(Task):
Rewrite the records from the start through the line containing "856, 396, 900, 528", inclusive, replacing "dark trousers" with "black pants" and leaving everything else unchanged. Return only those lines.

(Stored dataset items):
───
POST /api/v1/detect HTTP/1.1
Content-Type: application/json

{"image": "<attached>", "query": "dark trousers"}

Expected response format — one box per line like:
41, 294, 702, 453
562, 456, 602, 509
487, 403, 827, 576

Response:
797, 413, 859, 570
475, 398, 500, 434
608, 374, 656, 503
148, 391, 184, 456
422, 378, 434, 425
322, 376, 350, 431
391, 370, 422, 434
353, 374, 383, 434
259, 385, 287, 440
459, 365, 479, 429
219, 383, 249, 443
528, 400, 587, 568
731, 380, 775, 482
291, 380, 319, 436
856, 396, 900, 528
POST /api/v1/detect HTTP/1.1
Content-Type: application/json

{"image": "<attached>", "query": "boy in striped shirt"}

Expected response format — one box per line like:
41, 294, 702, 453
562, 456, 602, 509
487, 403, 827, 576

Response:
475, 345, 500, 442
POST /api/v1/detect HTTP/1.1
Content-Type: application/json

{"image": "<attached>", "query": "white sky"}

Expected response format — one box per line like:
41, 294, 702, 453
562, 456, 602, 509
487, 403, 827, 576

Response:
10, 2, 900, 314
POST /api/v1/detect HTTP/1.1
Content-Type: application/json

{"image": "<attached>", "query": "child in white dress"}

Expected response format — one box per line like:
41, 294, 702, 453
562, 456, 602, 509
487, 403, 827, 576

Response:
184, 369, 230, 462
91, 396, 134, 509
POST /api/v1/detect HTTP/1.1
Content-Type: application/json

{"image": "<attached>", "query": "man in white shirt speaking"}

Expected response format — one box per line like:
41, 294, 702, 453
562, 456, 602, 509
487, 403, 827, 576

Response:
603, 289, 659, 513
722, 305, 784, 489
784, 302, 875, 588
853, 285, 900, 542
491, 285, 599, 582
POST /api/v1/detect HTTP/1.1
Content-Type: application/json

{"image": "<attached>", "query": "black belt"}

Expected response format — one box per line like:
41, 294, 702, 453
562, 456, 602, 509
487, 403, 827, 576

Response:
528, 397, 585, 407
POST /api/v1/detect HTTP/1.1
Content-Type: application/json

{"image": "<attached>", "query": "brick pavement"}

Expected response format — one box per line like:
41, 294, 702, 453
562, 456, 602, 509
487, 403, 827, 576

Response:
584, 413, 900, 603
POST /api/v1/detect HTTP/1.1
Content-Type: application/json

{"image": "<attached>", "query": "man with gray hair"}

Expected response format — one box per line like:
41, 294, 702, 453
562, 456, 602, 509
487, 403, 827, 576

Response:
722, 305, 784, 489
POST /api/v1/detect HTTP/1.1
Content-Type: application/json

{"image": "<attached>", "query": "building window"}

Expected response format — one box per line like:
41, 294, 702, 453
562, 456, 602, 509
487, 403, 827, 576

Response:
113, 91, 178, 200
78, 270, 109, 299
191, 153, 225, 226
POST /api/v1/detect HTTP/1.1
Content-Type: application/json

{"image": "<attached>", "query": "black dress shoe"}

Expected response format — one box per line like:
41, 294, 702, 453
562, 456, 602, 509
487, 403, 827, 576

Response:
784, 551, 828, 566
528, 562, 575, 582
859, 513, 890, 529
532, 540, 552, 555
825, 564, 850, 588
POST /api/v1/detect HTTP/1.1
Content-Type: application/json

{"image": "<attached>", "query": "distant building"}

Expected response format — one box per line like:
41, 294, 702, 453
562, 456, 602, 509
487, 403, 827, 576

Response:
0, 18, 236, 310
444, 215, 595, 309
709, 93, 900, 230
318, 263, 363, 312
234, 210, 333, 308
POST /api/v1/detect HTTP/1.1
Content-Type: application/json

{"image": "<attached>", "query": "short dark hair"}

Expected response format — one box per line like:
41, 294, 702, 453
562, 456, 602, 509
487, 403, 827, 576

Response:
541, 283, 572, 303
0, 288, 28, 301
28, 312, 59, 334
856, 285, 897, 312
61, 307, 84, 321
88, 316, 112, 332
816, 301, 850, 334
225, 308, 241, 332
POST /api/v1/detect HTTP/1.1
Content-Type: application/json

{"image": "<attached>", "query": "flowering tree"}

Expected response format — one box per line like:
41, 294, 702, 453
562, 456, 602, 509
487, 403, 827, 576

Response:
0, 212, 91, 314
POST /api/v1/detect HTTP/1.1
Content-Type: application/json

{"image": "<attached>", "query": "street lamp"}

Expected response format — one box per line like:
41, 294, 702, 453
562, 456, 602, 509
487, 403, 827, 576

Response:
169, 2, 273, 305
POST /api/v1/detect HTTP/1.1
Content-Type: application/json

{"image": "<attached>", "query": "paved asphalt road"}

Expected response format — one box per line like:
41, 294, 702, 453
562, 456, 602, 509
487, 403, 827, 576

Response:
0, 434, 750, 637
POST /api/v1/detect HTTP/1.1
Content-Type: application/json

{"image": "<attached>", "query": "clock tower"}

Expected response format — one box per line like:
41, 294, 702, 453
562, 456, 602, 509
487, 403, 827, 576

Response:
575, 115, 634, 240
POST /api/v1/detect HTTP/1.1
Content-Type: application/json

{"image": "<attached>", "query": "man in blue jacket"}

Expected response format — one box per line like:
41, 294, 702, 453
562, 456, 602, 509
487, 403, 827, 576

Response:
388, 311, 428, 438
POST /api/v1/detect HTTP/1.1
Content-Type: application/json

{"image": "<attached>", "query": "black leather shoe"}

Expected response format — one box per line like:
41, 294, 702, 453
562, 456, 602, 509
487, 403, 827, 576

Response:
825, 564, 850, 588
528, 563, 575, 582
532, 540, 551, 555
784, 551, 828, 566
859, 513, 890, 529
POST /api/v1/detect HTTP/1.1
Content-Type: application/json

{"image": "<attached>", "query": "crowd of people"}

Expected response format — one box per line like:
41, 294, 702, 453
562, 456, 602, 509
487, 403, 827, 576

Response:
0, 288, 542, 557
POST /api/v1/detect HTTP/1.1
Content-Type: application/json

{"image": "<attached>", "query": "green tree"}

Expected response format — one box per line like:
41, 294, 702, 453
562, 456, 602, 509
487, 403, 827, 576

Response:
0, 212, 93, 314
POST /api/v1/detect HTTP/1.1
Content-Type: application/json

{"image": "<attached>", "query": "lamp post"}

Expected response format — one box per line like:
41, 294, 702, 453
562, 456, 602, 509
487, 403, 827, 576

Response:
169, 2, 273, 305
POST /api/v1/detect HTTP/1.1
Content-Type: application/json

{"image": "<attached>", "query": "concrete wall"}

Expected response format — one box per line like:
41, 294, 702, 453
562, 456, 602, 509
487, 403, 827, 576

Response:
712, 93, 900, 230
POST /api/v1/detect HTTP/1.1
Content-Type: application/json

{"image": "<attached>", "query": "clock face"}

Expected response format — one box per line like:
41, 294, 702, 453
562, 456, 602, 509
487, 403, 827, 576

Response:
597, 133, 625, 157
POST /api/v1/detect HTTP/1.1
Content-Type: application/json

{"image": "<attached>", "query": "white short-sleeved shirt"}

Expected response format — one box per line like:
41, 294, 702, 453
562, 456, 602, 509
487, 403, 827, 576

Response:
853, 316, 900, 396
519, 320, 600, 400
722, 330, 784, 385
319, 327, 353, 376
───
(Result of this exercise):
POST /api/v1/detect HTTP/1.1
Content-Type: application/json

{"image": "<attached>", "query": "black pants"}

Expected response format — one box per line like:
41, 294, 702, 453
562, 456, 602, 509
487, 403, 827, 576

Response:
797, 413, 859, 570
475, 398, 500, 434
608, 374, 656, 503
148, 391, 184, 456
422, 378, 434, 425
322, 376, 350, 431
391, 370, 422, 434
353, 374, 383, 434
259, 385, 287, 440
459, 365, 479, 429
219, 383, 249, 443
528, 400, 587, 568
731, 380, 775, 482
291, 380, 319, 436
856, 396, 900, 528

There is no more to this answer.